→ Défi 1: Dans le texte ci-dessous sur le commerce du sable, relevez tous les pays présentés comme les principaux fournisseurs de sable en Asie.
→ Défi 2:
Répondez aux questions suivantes d'après le texte ci-dessous sur le commerce du sable.
(a) Selon le PNUE, quelle quantité de sable est consommée chaque année dans le monde ?
(b) Quelle part de la production mondiale de sable la Chine engloutit-elle ?
(c) Quelle proportion du territoire de Singapour a été reprise à la mer ?
→ Défi 3: Poursuivez le texte sur le commerce du sable à partir de sa dernière phrase.

→ Extrait fourni:
L'insoupçonné business du sable

Sans lui, pas de plage, pas de sculptures éphémères au bord de la mer, pas de plaisir à marcher pieds nus dans les dunes. Mais le sable, c'est aussi une affaire sérieuse, un bien stratégique au centre d'un business si intense que la survie de villes entières dépend de lui.
L'insoupçonné business du sable

Selon le Programme des Nations Unies pour l'environnement (PNUE), la quantité de sable consommée dans le monde tournerait autour de 40 à 50 milliards de tonnes par an. Cela en fait la ressource naturelle la plus utilisée au monde. Pas étonnant alors à ce que le sable soit devenu aujourd'hui une composante essentielle à notre vie moderne et même une composante vitale pour certains pays.

Une ressource incontournable

On n'y pense pas, mais le sable ne se retrouve pas uniquement à la plage. Béton, verre ou encore ciment, il est partout dans nos villes, dans chaque construction et même dans l'asphalte avec lequel nous pavons nos routes modernes. On en trouve aussi dans nos smartphones et nos ordinateurs, car oui, la silice que l'on retrouve en grande quantité dans le sable est très utile pour fabriquer les microprocesseurs.

Mais ce n'est pas tout. Le sable est aussi utilisé dans les détergents, dans certains cosmétiques, ou encore dans la fabrication de cellules photovoltaïques. Très logiquement cependant, c'est le secteur de la construction qui s'en accapare la majorité (70%), et avec l'expansion urbaine et la folie des grandeurs qui caractérisent désormais notre monde, ce marché est tout simplement gigantesque : en 2018, il a pesé pas moins de 200 milliards de dollars. Ce chiffre est évidemment en pleine croissance, tiré vers le haut par l'appétit gargantuesque des pays émergents d'Asie.

L'Asie, la plaque tournante du business du sable

Sans surprise, avec des milliers de méga-projets immobiliers sur son territoire, c'est la Chine qui est la plus grande consommatrice de sable au monde. A lui tout seul, le Céleste Empire engloutit 58% de la production mondiale et, en à peine 2 ans, en 2016 et 2017, il aura utilisé autant de ciment que les États-Unis durant tout le 20e siècle.

Mais la Chine n'est pas la seule à avoir de l'appétit. A son sud-est, Singapour, la cité-état insulaire, s'est rapidement sentie à l'étroit sur ses 527 km². Elle a commencé à s'étendre sur l'océan en rasant ses collines et en les déversant dans la mer. Mais très vite, cela ne fut plus suffisant et il fallut importer du sable pour répondre aux besoins d'agrandissement de la cité. Aujourd'hui, 24% de son territoire a été repris à la mer et ce n'est pas près de s'arrêter.

A la voracité de la Chine et de Singapour s'ajoutent les besoins d'autres états comme l'Inde, le Japon, les Philippines ou encore la Corée du Sud. Au final, cela fait de l'Asie le premier marché du sable et pas étonnant alors à ce que les principaux fournisseurs s'y trouvent aussi : le Bangladesh, le Myanmar, le Sri Lanka, ou encore le Cambodge. Ce dernier est d'ailleurs le principal exportateur de sable du secteur, une chose qui n'a pas de quoi rendre fier tant les répercussions sont tragiques.

→ Données enregistrées:

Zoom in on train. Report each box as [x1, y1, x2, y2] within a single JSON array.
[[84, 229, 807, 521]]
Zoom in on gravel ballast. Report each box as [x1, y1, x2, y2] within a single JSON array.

→ Réponse rédigée 1: Le Bangladesh, le Myanmar, le Sri Lanka et le Cambodge.

→ Réponse rédigée 2:
(a) Entre 40 et 50 milliards de tonnes par an.
(b) 58 % de la production mondiale.
(c) 24 % de son territoire.

→ Réponse rédigée 3:
Un business destructeur

Le sable qu'utilise Singapour et Hong-Kong pour étendre leurs territoires, celui qu'a utilisé Dubaï pour construire ses Palm Islands, ou encore qu'a employé la Chine pour son barrage des Trois-Gorges proviennent de bords de mer et de rivières. Mais gratter ainsi le fond de l'eau n'est pas sans conséquence : quand le lit d'une rivière passe de 3 mètres de profondeur à 10, non seulement la faune et la flore sont bouleversées, mais le débit de l'eau accélère aussi, augmentant de concert l'érosion des berges et les risques d'inondation.

En bord de mer, l'extraction du sable affaiblit le littoral, faisant reculer le rivage. A l'échelle mondiale, les scientifiques estiment que ce sont 75 à 90% des plages qui reculent petit à petit à cause de l'extraction de sable. En Indonésie, qui a interdit depuis 2008 l'exportation de son sable, ce sont carrément 7 îles qui ont disparu !

Les nuages de sédiments et de boue soulevés par le raclage des grues empêchent les rayons de soleil de passer, ce qui, en plus d'empêcher la photosynthèse, fait baisser la température de l'eau. Cela contribue à créer des zones mortes avec pour résultat de diminuer les rentrées d'argent des pêcheurs locaux. Au Cambodge, les villages de pêcheurs se dépeuplent à mesure que le business du sable tue leur moyen de subsistance. Quand ce ne sont pas carrément leurs habitations qui échouent dans une rivière à cause de la fragilisation des berges.

Enfin, conséquence logique quand une activité très lucrative apparaît quelque part et qu'elle est mal encadrée, la corruption est venue gangrener l'activité, sans parler de l'accaparement des richesses et des exportations illégales. C'est le cas par exemple au Cambodge, en Malaisie ou encore au Vietnam, où, malgré des lois strictes, voire des interdictions claires, le trafic de sable bat son plein. En Inde, au Maroc et au Sénégal, ce business, décidément juteux, est même entre les mains d'une mafia...

Mais ce que tout ce beau monde semble oublier, c'est que le sable n'est pas inépuisable. A force de l'exploiter à l'extrême, l'irréparable finira par arriver.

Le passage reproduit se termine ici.